> _What the exercise asks_:
Write the records out again, keeping each line exactly as it is.

Collection entries
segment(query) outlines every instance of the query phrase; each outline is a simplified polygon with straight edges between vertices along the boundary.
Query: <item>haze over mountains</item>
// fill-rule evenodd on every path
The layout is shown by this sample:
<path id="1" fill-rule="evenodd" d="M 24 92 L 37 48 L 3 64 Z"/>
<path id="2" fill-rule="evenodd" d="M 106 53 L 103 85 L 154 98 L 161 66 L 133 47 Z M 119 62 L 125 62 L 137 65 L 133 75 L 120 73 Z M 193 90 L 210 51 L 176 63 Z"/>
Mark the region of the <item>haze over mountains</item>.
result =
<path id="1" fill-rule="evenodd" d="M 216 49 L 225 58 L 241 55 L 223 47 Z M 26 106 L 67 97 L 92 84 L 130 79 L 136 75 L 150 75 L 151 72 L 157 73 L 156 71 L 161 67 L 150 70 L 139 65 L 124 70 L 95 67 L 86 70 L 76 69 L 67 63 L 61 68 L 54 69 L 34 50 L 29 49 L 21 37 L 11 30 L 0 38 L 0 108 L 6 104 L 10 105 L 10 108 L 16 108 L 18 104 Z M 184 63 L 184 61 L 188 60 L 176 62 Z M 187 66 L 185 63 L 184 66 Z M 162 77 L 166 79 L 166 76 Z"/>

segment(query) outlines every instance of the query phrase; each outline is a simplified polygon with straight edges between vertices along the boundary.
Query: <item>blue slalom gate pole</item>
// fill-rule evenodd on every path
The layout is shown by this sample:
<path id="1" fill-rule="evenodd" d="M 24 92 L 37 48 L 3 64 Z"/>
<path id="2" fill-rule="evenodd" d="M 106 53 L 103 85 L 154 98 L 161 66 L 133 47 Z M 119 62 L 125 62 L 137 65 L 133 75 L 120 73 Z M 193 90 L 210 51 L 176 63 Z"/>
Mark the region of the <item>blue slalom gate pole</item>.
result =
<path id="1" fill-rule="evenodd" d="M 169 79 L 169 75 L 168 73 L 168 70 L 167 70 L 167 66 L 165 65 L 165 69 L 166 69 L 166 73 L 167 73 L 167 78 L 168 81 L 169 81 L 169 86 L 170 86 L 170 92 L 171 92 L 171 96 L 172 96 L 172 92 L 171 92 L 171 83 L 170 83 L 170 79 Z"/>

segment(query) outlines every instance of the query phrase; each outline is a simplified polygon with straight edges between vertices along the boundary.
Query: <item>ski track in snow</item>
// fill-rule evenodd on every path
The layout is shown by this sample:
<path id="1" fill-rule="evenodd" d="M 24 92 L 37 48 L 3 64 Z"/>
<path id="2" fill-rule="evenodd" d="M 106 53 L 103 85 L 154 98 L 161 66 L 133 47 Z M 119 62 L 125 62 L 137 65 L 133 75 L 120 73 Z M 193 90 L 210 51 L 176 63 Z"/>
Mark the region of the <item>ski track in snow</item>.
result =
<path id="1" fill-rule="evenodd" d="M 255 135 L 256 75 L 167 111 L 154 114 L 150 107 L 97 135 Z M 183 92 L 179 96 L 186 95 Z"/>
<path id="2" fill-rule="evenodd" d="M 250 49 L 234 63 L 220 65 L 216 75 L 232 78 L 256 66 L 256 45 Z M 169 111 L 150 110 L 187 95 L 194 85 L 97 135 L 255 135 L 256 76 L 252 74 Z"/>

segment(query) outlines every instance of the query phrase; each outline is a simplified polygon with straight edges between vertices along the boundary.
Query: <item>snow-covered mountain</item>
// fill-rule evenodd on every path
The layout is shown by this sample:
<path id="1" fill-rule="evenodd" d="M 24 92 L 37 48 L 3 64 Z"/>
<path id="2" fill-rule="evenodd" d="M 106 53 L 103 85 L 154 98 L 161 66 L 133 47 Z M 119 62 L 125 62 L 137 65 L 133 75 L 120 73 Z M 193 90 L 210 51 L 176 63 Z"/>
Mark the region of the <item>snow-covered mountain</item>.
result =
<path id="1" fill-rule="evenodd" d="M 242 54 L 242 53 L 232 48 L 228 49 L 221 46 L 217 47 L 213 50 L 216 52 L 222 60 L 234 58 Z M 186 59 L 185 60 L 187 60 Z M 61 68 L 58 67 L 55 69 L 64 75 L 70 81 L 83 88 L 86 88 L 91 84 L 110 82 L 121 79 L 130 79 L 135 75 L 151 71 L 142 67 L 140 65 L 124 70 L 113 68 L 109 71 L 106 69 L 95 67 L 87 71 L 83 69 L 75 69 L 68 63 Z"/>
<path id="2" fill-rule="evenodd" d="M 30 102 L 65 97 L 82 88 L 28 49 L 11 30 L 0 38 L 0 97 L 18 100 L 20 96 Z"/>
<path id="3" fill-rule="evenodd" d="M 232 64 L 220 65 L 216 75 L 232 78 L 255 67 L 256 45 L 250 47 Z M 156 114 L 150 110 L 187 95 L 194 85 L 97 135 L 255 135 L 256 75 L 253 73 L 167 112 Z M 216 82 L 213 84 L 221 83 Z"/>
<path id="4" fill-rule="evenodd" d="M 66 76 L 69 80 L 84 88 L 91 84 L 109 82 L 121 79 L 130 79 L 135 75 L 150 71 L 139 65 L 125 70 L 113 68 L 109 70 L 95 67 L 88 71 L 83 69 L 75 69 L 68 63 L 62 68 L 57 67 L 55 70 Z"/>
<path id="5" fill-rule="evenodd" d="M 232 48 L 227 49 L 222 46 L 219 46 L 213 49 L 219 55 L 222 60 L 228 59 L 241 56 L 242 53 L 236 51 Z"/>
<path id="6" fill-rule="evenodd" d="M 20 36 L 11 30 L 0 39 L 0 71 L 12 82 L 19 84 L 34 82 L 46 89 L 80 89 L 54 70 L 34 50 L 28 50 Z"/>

> _Solution_:
segment(query) outlines every instance of the query phrase; each outline is a simplified polygon with straight edges between vertices along the boundary.
Query: <item>haze over mountains</item>
// fill-rule evenodd on every path
The layout is shown by this sample:
<path id="1" fill-rule="evenodd" d="M 24 92 L 37 48 L 3 64 Z"/>
<path id="2" fill-rule="evenodd" d="M 106 53 L 103 85 L 154 98 L 161 66 L 133 47 Z M 119 62 L 125 62 L 137 65 L 133 75 L 120 73 Z M 193 90 L 210 51 L 176 63 Z"/>
Mark the region of the <item>haze over mountains</item>.
result =
<path id="1" fill-rule="evenodd" d="M 216 49 L 225 58 L 241 55 L 223 47 Z M 26 106 L 67 97 L 92 84 L 130 79 L 136 75 L 150 75 L 151 72 L 157 73 L 156 71 L 161 67 L 150 70 L 139 65 L 124 70 L 95 67 L 86 70 L 76 69 L 67 63 L 61 68 L 54 69 L 34 50 L 29 49 L 21 37 L 11 30 L 0 38 L 0 108 L 6 104 L 10 105 L 10 108 L 16 108 L 18 104 Z M 184 63 L 184 61 L 188 60 L 176 62 Z M 187 66 L 185 63 L 184 66 Z M 162 77 L 166 79 L 166 76 Z"/>

segment(query) outlines every instance of the query phrase; each outline is a simplified polygon with straight edges between vertices along the boundary.
Query: <item>blue slalom gate pole</item>
// fill-rule evenodd on every path
The layout is shown by this sample:
<path id="1" fill-rule="evenodd" d="M 24 92 L 37 48 L 3 64 Z"/>
<path id="2" fill-rule="evenodd" d="M 106 53 L 103 85 L 154 98 L 161 66 L 133 47 Z M 119 62 L 125 62 L 137 65 L 133 75 L 120 73 Z M 193 90 L 210 51 L 176 63 Z"/>
Mark the region of the <item>blue slalom gate pole</item>.
result =
<path id="1" fill-rule="evenodd" d="M 169 79 L 169 75 L 168 73 L 168 70 L 167 70 L 167 66 L 165 65 L 165 69 L 166 69 L 166 73 L 167 73 L 167 78 L 168 81 L 169 81 L 169 86 L 170 86 L 170 92 L 171 92 L 171 96 L 172 96 L 172 92 L 171 92 L 171 83 L 170 83 L 170 79 Z"/>

segment(query) outlines every instance of the query phrase; each outline is a simplified polygon with straight edges between vertices along the boundary.
Query: <item>ski track in snow</item>
// fill-rule evenodd on every path
The layout is shown by this sample:
<path id="1" fill-rule="evenodd" d="M 24 92 L 37 48 L 3 64 Z"/>
<path id="2" fill-rule="evenodd" d="M 106 53 L 103 85 L 154 98 L 161 66 L 133 47 Z M 119 62 L 125 62 L 137 65 L 133 75 L 120 73 Z M 193 90 L 210 51 L 176 63 Z"/>
Mark the region of the <item>ski track in snow</item>.
result =
<path id="1" fill-rule="evenodd" d="M 255 135 L 256 75 L 167 111 L 154 114 L 150 107 L 97 135 Z M 183 92 L 179 96 L 186 95 Z"/>
<path id="2" fill-rule="evenodd" d="M 250 49 L 234 63 L 220 65 L 216 75 L 232 78 L 256 66 L 256 45 Z M 169 111 L 150 110 L 187 95 L 194 85 L 97 135 L 255 135 L 256 76 L 252 74 Z"/>

segment(query) outlines every instance of the query phrase; each outline is a simplified polygon with straight edges between vertices along the boundary.
Query: <item>snow-covered mountain</item>
// fill-rule evenodd on every path
The layout is shown by this sample:
<path id="1" fill-rule="evenodd" d="M 24 92 L 37 48 L 3 64 Z"/>
<path id="2" fill-rule="evenodd" d="M 106 53 L 103 85 L 154 98 L 161 66 L 133 47 Z M 119 62 L 125 62 L 137 65 L 133 75 L 120 73 Z M 193 90 L 210 51 L 176 63 Z"/>
Mark the region of the <item>snow-covered mountain</item>.
result =
<path id="1" fill-rule="evenodd" d="M 242 54 L 242 53 L 232 48 L 228 49 L 221 46 L 217 47 L 213 50 L 216 52 L 222 60 L 234 58 Z M 186 59 L 185 60 L 187 60 Z M 61 68 L 58 67 L 55 69 L 64 75 L 70 81 L 83 88 L 86 88 L 91 84 L 110 82 L 121 79 L 130 79 L 135 75 L 151 71 L 142 67 L 140 65 L 124 70 L 113 68 L 109 71 L 106 69 L 95 67 L 87 71 L 83 69 L 75 69 L 68 63 Z"/>
<path id="2" fill-rule="evenodd" d="M 30 102 L 65 97 L 82 88 L 28 49 L 11 30 L 0 38 L 0 97 L 18 100 L 20 96 Z"/>
<path id="3" fill-rule="evenodd" d="M 232 64 L 220 65 L 216 75 L 232 78 L 255 67 L 256 45 L 250 47 Z M 156 114 L 150 110 L 187 95 L 194 85 L 97 135 L 255 135 L 256 75 L 253 73 L 167 112 Z M 216 82 L 213 84 L 221 83 Z"/>
<path id="4" fill-rule="evenodd" d="M 66 76 L 69 80 L 84 88 L 91 84 L 109 82 L 121 79 L 130 79 L 135 75 L 150 71 L 139 65 L 125 70 L 113 68 L 109 70 L 95 67 L 88 71 L 83 69 L 75 69 L 68 63 L 62 68 L 57 67 L 55 70 Z"/>
<path id="5" fill-rule="evenodd" d="M 232 48 L 227 49 L 222 46 L 219 46 L 213 49 L 219 55 L 222 60 L 228 59 L 241 56 L 242 53 L 236 51 Z"/>
<path id="6" fill-rule="evenodd" d="M 20 36 L 11 30 L 0 39 L 0 71 L 12 82 L 19 84 L 34 82 L 46 89 L 80 89 L 54 70 L 34 50 L 28 50 Z"/>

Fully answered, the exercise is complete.